● TEXTO FORNECIDO:
=-=-=-=-=

Porém, crescemos à sombra dos Estados Unidos, país que sempre privilegiou o privado e particular em detrimento do público e coletivo. Mas, mesmo assim, lá os ônibus funcionam muito bem, obrigado. Morei em NY e só pegava o Honda velhinho para passear nos fins de semana pelos condados vizinhos. Todas as terças e quintas ia para o ponto já sabendo que o motorista passaria naquele horário estipulado. 

Com no máximo cinco minutos de atraso, lá estava o ônibus. Parava tranquilamente na parada. Um sistema de rebaixamento dos degraus era acionado e eu entrava, segura, sem precisar me preocupar em sair me segurando no primeiro mastro que desse. O motorista jamais arrancava bruscamente. Jamais ultrapassava o limite de velocidade da via ou da segurança dos passageiros e, obviamente, jamais freava como se estivesse no rali Paris-Dakar.

A mesma civilidade coletiva era experimentada nos trens. Nada de atrasos, de sustos, de superlotação. O metrô ficava cheio nas horas de rush, claro, mas nunca fui prensada como atum ralado em lata dentro do vagão. Algo que desagradavelmente já me aconteceu em São Paulo algumas vezes. E Nova York também é uma metrópole gigantesca. A diferença está no número de linhas e no investimento perene na qualidade da prestação de serviço. 

Entretanto a população brasileira, a que purga seus pecados diários nos ônibus, trens ou metrôs, não vota em quem tem como proposta a melhoria real do transporte público. Não dá ibope. Aliás, nunca vi nenhum prefeito, governador, ministro ou presidente tratar do tema com a seriedade que convém. Nunca vi político discursar fervorosamente sobre a importância dos ônibus decentes e motoristas idem nas ruas das cidades.

E assim a gente vai levando essa vida de gado. Talvez pior até que a de gado, porco ou galinha, porque nesse tipo de transporte, caso a carga morra de estresse ou por acidente, o dono da transportadora vai desembolsar multa e indenização. Qual é o dono de empresa de ônibus que já foi para a cadeia ou faliu por causa disso? A lei brasileira protege mais o patrimônio do que o ser humano, isso todos nós sabemos.

=-=-=-=-=

● INSTRUÇÕES DE TRABALHO:
(1) Transcreva do texto fornecido o trecho que vai de "Entretanto a população" a "ruas das cidades.".
(2) Reescreva em forma de lista o parágrafo do texto fornecido que começa com "A mesma civilidade coletiva", conservando suas informações principais.
(3) Responda com base no texto fornecido:
(a) Em que dias da semana havia a ida ao ponto de ônibus em Nova York?
(b) Qual era o atraso máximo do ônibus?
(c) O que a lei brasileira protege mais do que o ser humano?
As linhas adiante provêm de uma fonte distinta do texto fornecido.

● INFORMAÇÕES APRESENTADAS:
=-=-=-=-=

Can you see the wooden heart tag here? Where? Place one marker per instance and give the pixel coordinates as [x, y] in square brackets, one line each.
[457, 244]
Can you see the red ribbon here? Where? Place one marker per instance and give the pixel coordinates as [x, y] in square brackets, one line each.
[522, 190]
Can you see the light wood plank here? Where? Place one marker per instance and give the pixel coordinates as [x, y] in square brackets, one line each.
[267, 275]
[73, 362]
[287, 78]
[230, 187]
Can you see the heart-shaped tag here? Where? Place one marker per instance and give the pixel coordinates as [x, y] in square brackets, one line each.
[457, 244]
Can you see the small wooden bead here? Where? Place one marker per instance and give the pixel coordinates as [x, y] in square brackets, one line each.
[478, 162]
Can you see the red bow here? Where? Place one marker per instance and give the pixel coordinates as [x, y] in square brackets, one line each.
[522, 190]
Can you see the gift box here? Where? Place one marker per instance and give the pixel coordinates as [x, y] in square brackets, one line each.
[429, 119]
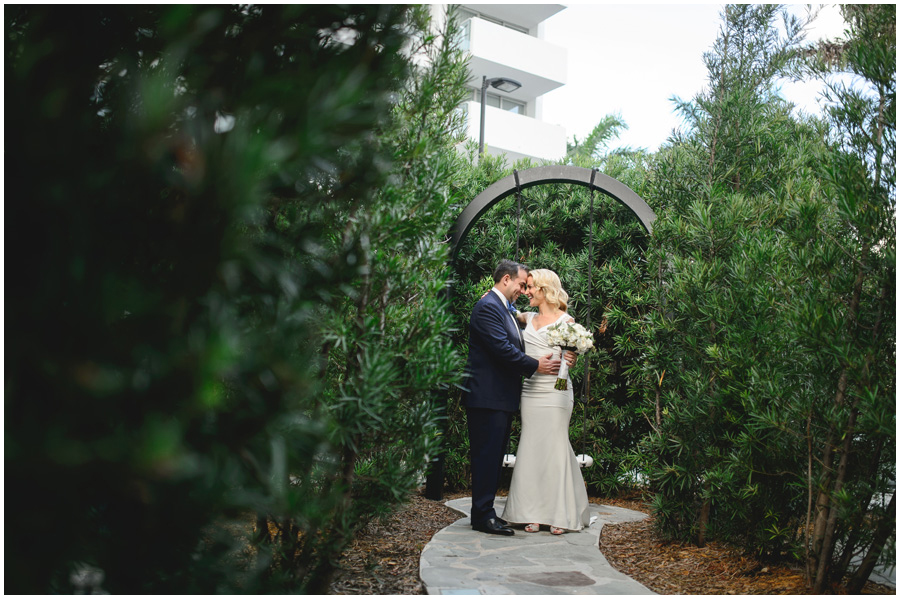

=-=-=-=-=

● RESPOSTAS DOS EXERCÍCIOS:
(1)
Entretanto a população brasileira, a que purga seus pecados diários nos ônibus, trens ou metrôs, não vota em quem tem como proposta a melhoria real do transporte público. Não dá ibope. Aliás, nunca vi nenhum prefeito, governador, ministro ou presidente tratar do tema com a seriedade que convém. Nunca vi político discursar fervorosamente sobre a importância dos ônibus decentes e motoristas idem nas ruas das cidades.

(2)
- Nos trens de Nova York havia a mesma civilidade coletiva dos ônibus: sem atrasos, sustos ou superlotação.
- O metrô lotava nos horários de pico, mas sem que os passageiros ficassem prensados como atum em lata.
- Em São Paulo, isso já aconteceu algumas vezes.
- Nova York também é uma metrópole gigantesca.
- A diferença está no número de linhas e no investimento perene na qualidade do serviço.

(3)
(a) Às terças e quintas.
(b) Cinco minutos.
(c) O patrimônio.